> _Task prompt_
For this exercise, output the line holding "Annotation task — pin every instance of the house" and all subsequent lines of the entries below, unchanged, up to and including the last.

----

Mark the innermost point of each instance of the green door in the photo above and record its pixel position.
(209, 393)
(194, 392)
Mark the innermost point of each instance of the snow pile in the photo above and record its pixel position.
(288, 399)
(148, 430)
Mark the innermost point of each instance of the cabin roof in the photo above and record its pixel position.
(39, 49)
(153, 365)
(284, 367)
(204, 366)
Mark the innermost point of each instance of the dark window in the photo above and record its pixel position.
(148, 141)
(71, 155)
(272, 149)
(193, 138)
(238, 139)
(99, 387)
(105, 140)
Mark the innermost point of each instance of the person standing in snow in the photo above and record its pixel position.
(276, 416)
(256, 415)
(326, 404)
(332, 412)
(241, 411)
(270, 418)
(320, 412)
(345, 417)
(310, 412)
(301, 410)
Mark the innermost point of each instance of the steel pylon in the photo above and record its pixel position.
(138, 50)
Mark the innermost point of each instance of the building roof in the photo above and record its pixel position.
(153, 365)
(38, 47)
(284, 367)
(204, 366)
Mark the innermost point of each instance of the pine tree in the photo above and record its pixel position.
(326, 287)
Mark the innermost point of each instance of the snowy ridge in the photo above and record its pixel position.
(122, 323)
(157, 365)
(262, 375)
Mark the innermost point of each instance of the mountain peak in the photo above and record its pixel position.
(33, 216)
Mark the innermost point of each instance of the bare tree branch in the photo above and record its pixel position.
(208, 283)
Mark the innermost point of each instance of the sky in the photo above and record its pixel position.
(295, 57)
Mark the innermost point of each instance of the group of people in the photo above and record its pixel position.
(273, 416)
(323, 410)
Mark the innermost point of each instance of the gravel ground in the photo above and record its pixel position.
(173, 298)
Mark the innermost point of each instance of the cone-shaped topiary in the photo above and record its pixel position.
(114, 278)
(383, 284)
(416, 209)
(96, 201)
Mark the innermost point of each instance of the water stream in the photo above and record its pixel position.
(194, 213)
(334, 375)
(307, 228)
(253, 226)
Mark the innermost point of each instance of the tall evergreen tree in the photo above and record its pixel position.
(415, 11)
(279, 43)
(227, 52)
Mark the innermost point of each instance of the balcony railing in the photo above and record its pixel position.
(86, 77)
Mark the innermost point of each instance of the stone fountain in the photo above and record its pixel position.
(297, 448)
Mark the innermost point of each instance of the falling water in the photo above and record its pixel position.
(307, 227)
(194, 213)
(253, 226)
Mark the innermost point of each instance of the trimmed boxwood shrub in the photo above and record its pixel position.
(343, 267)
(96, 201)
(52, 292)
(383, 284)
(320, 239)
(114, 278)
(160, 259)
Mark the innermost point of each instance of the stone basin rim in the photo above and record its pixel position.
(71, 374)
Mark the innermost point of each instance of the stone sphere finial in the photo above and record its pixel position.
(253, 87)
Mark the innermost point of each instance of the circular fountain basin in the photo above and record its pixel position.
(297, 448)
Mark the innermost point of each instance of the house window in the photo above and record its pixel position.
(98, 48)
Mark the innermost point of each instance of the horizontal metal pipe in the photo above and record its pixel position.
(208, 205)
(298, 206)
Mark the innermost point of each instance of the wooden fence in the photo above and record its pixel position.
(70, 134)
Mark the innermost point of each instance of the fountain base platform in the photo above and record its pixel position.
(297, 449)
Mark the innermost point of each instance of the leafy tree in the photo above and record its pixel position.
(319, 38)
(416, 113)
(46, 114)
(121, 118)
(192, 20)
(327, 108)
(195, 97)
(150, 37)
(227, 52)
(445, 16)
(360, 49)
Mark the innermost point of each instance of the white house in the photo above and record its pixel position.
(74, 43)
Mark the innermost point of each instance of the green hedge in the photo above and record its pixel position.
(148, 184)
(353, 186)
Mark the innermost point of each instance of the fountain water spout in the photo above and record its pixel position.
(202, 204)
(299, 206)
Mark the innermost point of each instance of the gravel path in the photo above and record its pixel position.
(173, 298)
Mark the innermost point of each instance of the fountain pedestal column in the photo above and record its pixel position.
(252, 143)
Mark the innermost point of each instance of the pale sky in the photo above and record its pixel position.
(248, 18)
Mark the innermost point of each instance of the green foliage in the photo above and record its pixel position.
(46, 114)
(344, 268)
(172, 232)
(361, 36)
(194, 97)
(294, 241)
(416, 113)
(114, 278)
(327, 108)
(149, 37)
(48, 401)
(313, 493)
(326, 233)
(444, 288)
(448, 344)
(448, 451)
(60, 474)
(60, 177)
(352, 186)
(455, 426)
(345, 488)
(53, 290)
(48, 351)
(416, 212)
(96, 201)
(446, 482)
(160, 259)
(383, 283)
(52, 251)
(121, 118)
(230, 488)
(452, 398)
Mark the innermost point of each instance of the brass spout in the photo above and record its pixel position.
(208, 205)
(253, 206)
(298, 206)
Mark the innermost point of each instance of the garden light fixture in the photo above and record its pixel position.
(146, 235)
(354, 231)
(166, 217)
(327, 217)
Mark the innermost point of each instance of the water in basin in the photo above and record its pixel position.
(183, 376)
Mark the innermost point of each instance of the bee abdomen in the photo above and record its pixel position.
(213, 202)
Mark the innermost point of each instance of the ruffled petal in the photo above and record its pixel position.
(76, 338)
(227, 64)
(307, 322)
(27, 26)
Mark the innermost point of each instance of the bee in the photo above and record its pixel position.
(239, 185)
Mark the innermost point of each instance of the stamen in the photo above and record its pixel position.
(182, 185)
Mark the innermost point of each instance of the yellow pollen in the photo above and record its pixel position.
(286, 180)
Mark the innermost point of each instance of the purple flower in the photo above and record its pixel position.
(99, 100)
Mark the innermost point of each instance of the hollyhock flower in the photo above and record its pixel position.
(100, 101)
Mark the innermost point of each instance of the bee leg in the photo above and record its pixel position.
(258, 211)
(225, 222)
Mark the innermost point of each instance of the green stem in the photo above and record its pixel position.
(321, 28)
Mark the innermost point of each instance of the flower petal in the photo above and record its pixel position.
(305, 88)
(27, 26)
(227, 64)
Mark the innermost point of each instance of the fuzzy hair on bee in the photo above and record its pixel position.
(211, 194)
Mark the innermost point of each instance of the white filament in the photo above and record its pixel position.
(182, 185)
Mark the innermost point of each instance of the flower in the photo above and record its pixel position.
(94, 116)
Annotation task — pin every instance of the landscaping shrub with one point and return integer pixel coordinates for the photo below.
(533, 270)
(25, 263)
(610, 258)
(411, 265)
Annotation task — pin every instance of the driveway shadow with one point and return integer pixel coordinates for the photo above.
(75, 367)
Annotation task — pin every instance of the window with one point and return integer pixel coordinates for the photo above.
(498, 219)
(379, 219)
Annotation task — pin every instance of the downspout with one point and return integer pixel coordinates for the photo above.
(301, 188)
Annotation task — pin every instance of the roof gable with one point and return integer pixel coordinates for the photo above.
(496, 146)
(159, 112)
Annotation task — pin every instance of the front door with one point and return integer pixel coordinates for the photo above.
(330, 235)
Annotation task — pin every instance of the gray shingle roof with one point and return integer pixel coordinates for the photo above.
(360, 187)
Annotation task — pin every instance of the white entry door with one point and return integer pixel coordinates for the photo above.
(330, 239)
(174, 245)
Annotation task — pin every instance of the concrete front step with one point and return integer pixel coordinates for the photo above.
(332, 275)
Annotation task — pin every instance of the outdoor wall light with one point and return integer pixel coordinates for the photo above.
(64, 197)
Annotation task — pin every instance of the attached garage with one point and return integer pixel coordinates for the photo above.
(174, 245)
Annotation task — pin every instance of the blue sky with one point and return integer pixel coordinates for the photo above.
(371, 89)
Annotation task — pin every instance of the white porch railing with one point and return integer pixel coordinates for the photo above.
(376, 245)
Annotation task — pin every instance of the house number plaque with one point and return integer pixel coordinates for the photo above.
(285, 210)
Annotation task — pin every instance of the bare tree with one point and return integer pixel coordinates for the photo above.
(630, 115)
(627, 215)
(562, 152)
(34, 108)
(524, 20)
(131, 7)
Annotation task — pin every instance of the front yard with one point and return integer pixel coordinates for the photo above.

----

> _Output_
Annotation task — pin every instance of the house number plaque with one point and return integer pixel coordinates for the photo above.
(285, 210)
Annotation task — pin every instance of the bare tree with one point and return integer pixel coordinates for the photo above.
(630, 115)
(627, 215)
(562, 152)
(34, 108)
(524, 20)
(131, 7)
Annotation task — pin every instance of the front yard with one point and return integer pixel coordinates for the photo above.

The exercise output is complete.